EXERCISE INSTRUCTIONS: Reproduce the material below from the line with "Target: man's eye" up to and including the line with "[[[54,77],[33,78],[37,144],[54,142]]]", keeping every line unchanged. Leave the pictures out of your answer.

[Stored data entries]
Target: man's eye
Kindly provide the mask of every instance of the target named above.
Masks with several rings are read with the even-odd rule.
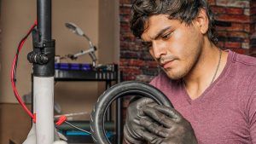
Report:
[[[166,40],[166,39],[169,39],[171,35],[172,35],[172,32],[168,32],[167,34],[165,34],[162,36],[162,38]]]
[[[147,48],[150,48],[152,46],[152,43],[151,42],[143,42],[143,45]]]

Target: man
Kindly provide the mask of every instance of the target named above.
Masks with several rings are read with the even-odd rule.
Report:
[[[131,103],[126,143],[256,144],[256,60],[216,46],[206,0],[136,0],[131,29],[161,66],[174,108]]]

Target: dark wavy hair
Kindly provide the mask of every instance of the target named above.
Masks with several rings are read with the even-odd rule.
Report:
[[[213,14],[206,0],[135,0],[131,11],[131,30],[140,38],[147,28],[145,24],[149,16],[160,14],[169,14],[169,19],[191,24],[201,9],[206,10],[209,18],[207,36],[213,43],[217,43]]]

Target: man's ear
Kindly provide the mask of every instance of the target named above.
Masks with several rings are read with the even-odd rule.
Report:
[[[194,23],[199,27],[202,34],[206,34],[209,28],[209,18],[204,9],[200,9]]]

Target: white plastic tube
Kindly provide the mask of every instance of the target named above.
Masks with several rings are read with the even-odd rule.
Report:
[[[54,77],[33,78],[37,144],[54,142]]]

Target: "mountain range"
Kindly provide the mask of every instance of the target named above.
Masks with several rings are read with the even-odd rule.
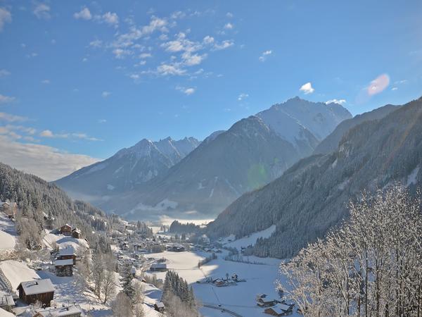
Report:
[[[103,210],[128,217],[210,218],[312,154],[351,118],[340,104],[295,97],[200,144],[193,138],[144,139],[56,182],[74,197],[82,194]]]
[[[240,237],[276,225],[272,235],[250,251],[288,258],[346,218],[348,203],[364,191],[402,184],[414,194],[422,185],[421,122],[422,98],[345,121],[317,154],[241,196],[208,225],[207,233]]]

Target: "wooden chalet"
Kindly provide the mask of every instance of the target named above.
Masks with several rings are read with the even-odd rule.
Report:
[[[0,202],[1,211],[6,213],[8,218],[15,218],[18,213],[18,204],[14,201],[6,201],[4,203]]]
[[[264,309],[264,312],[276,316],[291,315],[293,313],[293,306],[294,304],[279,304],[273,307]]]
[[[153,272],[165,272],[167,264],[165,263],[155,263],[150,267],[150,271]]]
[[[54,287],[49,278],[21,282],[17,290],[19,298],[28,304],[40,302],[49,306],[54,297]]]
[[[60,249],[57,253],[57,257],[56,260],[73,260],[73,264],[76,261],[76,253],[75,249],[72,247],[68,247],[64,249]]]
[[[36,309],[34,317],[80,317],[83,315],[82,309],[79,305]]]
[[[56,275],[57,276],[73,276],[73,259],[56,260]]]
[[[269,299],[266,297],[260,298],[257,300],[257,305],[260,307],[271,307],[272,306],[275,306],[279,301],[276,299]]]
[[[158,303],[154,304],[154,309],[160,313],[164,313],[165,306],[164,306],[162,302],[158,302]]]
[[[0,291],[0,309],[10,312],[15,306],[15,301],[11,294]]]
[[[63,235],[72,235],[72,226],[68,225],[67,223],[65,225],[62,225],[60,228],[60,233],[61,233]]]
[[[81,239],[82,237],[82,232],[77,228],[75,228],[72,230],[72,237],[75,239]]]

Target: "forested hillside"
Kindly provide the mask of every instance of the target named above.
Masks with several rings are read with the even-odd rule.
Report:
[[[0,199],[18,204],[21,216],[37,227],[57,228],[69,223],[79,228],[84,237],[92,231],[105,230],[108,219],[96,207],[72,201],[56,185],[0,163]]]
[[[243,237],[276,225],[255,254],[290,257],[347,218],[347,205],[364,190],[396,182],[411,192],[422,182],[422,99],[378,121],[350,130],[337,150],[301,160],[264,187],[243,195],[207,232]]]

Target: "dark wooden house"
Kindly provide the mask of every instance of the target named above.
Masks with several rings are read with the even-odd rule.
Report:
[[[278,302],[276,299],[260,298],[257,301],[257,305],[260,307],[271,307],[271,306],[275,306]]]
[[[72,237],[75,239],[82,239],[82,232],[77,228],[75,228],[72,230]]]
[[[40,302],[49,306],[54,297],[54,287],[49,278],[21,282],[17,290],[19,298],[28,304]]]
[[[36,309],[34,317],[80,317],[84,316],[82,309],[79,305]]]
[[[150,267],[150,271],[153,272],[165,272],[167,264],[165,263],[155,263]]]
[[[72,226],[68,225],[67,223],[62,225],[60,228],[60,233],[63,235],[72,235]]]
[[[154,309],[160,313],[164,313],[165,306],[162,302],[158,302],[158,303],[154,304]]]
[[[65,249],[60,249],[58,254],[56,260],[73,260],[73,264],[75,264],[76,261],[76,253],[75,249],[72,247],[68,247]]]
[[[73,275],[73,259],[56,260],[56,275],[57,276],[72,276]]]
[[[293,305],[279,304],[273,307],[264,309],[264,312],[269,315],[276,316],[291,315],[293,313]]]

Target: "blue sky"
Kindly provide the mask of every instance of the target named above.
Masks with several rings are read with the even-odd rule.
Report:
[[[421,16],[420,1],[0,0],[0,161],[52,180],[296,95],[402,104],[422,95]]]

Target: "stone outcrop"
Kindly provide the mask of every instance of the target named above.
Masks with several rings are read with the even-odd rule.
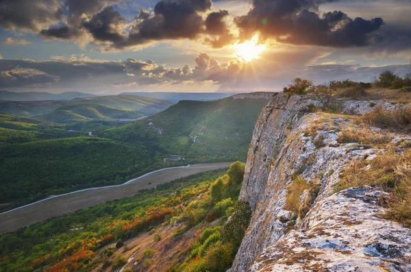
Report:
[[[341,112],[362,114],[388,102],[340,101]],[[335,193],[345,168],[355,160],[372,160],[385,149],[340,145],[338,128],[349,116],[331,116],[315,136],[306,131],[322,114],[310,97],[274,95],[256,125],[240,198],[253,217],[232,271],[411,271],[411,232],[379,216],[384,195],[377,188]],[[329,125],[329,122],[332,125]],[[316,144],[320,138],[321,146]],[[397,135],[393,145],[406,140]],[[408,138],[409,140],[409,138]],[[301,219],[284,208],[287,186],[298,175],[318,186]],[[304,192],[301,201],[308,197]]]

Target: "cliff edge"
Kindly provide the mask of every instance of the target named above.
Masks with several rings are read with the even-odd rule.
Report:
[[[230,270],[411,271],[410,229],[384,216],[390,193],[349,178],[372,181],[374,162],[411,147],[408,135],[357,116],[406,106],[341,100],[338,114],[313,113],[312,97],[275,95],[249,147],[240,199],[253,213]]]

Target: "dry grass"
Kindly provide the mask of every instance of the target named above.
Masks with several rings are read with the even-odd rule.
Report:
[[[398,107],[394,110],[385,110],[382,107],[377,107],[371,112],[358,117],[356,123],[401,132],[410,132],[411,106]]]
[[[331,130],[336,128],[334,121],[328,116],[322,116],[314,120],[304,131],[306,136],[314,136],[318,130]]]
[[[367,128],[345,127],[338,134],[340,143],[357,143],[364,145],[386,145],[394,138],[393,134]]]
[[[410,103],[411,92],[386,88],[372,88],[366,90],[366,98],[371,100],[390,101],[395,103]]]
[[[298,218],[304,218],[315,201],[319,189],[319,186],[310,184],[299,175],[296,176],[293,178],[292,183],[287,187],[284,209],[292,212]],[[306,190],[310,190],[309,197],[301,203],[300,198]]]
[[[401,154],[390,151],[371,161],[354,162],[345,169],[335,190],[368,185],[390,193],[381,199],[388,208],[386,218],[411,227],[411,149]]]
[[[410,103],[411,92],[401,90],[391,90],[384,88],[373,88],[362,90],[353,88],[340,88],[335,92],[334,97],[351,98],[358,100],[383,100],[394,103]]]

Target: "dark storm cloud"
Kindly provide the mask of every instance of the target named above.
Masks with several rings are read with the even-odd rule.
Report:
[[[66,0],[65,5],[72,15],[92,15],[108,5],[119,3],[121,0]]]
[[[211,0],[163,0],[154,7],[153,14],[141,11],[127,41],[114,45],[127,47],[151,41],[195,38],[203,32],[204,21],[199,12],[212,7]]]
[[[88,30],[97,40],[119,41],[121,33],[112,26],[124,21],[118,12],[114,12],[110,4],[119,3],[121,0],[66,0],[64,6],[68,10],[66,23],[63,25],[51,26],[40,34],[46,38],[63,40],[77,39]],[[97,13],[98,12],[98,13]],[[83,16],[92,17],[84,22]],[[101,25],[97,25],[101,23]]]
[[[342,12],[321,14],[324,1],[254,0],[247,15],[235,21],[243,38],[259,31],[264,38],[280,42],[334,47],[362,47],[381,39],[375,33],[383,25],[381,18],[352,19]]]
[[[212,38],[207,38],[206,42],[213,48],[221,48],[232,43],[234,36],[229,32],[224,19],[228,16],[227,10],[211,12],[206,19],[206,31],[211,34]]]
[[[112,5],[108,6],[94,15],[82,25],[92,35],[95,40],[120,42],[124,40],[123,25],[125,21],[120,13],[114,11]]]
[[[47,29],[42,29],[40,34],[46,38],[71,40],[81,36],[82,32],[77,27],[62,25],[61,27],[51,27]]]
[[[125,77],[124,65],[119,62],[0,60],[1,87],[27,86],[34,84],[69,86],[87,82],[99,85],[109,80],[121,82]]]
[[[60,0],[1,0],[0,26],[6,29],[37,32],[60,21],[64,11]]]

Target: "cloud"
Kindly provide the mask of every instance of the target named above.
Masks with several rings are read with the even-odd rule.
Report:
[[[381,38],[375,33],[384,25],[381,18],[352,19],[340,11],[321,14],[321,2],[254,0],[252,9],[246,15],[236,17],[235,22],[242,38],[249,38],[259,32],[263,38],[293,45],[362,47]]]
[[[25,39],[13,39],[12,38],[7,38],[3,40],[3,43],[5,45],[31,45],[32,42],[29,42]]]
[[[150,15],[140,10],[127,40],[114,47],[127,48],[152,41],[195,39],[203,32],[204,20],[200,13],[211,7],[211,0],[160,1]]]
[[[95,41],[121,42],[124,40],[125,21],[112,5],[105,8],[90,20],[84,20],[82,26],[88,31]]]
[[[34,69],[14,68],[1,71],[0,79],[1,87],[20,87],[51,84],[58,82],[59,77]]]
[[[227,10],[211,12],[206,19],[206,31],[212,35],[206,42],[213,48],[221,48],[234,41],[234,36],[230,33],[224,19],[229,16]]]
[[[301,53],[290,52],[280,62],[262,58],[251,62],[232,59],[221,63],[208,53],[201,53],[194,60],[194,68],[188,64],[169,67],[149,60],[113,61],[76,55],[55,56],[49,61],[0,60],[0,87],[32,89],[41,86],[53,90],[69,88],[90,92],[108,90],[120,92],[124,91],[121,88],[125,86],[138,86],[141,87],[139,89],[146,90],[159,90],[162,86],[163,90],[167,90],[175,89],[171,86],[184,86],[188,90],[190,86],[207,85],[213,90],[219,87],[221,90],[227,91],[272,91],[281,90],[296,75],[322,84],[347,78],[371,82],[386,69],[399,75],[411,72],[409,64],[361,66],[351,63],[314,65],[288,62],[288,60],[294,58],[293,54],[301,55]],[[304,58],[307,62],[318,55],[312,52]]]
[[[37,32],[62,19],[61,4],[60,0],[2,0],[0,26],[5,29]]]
--
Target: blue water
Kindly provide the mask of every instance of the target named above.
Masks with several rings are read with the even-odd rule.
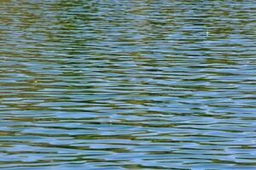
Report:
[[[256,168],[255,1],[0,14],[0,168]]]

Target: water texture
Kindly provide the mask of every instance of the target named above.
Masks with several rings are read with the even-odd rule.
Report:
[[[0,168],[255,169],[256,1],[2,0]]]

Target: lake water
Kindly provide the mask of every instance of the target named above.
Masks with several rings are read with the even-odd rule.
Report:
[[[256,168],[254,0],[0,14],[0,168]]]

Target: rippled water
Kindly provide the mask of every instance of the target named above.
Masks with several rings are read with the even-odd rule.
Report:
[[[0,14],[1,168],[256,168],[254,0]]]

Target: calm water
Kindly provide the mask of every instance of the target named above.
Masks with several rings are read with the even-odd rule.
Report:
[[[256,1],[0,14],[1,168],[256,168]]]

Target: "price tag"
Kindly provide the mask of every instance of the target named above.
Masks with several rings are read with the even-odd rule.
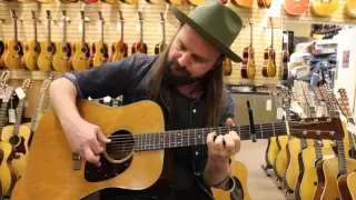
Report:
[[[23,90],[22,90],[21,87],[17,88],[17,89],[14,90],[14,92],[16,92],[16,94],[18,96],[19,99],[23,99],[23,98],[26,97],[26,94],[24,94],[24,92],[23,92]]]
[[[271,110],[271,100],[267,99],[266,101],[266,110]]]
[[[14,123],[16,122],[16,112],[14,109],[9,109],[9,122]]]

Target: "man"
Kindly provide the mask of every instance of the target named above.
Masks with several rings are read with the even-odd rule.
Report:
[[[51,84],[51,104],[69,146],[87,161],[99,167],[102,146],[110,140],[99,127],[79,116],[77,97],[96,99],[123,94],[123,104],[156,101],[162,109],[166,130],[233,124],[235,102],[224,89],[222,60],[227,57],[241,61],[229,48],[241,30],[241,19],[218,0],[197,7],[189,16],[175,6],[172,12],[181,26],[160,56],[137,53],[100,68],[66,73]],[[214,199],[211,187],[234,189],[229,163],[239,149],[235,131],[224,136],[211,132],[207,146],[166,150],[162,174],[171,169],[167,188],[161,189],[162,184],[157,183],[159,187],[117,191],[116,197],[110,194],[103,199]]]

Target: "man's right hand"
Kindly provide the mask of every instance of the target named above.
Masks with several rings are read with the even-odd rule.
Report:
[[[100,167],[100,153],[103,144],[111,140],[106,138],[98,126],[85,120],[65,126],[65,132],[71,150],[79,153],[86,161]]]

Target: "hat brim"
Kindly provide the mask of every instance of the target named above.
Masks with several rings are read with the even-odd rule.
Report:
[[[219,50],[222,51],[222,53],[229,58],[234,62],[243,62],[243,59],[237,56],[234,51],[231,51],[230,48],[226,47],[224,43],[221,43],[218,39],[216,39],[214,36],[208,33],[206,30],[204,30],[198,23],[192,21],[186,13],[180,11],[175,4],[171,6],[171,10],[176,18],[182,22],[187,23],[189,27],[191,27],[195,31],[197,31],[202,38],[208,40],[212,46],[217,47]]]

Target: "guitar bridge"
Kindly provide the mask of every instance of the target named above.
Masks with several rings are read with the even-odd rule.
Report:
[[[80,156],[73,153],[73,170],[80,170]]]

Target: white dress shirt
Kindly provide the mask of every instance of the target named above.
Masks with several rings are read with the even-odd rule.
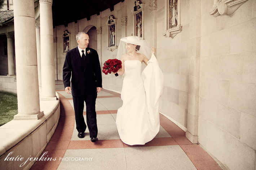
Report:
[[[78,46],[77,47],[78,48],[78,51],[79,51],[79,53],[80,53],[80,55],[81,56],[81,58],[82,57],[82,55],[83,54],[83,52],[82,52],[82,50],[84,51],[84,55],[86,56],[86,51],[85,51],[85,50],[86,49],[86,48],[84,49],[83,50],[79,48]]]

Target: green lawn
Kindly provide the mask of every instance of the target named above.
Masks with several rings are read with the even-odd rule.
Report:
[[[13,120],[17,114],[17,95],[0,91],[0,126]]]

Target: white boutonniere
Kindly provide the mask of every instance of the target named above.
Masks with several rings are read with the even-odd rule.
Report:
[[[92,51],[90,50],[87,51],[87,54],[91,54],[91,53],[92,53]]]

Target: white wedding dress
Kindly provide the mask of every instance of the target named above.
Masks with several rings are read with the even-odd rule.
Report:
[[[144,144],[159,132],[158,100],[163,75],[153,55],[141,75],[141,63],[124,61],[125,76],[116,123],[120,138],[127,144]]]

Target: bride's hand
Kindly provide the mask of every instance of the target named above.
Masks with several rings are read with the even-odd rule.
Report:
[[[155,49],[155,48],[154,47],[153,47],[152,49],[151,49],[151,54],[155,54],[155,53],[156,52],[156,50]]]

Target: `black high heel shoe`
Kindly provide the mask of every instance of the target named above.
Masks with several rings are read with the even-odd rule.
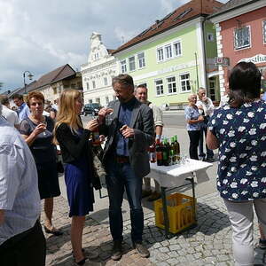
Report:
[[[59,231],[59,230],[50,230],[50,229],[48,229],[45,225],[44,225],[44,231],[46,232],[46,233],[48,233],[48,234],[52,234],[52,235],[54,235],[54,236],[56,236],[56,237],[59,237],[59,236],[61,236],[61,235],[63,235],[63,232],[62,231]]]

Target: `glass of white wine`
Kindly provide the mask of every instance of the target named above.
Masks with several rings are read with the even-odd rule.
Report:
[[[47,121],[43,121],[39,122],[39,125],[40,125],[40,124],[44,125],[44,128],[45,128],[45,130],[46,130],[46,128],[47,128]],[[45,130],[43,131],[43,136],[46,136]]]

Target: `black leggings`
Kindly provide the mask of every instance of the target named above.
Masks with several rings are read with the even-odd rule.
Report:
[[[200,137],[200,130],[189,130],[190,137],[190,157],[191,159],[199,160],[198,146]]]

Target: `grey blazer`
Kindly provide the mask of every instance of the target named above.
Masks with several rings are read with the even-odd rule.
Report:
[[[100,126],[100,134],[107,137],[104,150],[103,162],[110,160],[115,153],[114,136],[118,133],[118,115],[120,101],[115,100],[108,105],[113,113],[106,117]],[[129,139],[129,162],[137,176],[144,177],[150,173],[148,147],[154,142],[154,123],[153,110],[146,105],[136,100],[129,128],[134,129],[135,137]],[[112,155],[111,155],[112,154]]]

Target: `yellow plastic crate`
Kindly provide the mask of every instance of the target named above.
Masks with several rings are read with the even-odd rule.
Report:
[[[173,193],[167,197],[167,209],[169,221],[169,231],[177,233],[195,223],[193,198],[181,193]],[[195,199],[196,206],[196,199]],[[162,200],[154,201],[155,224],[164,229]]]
==
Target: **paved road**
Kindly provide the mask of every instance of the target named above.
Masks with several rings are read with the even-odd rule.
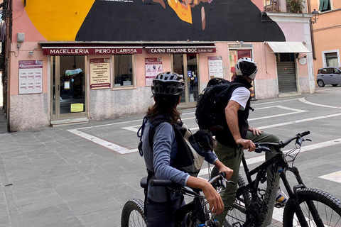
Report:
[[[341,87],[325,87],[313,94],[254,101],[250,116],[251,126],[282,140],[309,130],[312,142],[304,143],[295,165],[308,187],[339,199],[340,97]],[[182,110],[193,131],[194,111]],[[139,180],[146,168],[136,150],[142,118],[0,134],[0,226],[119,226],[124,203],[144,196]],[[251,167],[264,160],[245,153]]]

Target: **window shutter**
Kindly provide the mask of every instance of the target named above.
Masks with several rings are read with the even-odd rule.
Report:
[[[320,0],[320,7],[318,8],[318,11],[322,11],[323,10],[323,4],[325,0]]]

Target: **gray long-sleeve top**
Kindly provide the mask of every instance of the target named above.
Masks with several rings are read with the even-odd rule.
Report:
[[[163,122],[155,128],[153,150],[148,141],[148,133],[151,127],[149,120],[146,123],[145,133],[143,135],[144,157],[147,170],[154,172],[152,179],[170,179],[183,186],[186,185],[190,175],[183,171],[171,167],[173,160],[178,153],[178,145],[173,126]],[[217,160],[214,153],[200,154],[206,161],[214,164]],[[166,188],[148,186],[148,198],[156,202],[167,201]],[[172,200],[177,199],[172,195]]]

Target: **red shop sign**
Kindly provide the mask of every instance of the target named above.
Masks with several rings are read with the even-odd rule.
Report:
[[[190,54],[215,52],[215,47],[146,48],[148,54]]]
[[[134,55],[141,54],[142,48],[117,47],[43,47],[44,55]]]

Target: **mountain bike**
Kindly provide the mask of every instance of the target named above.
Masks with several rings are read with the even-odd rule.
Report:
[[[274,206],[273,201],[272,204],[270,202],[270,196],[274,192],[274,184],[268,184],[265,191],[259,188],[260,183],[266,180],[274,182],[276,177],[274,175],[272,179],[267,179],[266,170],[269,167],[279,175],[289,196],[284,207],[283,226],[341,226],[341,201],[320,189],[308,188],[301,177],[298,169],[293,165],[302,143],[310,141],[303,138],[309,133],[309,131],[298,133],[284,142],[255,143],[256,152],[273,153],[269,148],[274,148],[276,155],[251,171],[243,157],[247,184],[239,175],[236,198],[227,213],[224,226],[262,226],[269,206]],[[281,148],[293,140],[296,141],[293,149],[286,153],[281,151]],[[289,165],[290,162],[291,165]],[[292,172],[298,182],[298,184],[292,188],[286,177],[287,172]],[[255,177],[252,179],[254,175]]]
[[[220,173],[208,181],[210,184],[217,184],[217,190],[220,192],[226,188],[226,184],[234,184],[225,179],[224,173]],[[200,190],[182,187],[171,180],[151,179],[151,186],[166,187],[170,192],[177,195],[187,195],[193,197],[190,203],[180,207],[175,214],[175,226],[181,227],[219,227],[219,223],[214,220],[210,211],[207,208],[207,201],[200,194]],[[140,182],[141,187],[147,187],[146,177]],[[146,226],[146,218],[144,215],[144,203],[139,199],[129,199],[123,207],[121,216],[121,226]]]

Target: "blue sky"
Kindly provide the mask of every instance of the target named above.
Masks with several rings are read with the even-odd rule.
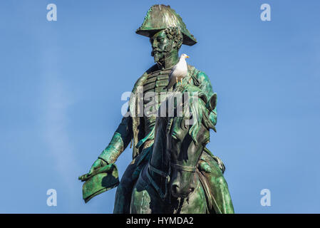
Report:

TASK RESPONSE:
Target: man's eye
Kindly provide the mask of every instance of the target named above.
Masks with several rings are read with the even-odd rule.
Report:
[[[166,40],[166,39],[169,39],[171,35],[172,35],[172,32],[168,32],[167,34],[165,34],[162,36],[162,38]]]
[[[147,48],[150,48],[152,46],[152,43],[151,42],[143,42],[143,45]]]

Target: man
Kindly provide the mask of every instance of the target named above.
Masks with several rings are read with the even-odd rule.
Report:
[[[131,103],[126,143],[256,144],[256,60],[216,46],[206,0],[136,0],[131,29],[161,66],[174,108]]]

Target: dark wavy hair
Kindly provide the mask of every instance of the target named above.
Masks with several rings are read with the even-odd rule.
Report:
[[[213,14],[206,0],[135,0],[131,11],[131,30],[140,38],[147,28],[145,24],[149,16],[160,14],[169,14],[169,19],[191,24],[201,9],[206,10],[209,18],[207,36],[213,43],[217,43]]]

Target: man's ear
Kindly provide the mask of every instance of the target named above.
Masks with several rings are read with the even-odd rule.
Report:
[[[194,23],[199,27],[202,34],[206,34],[209,28],[209,18],[204,9],[200,9]]]

Target: white plastic tube
Kindly provide the mask of every instance of the target named above.
Masks with several rings are read with the even-odd rule.
Report:
[[[54,77],[33,78],[37,144],[54,142]]]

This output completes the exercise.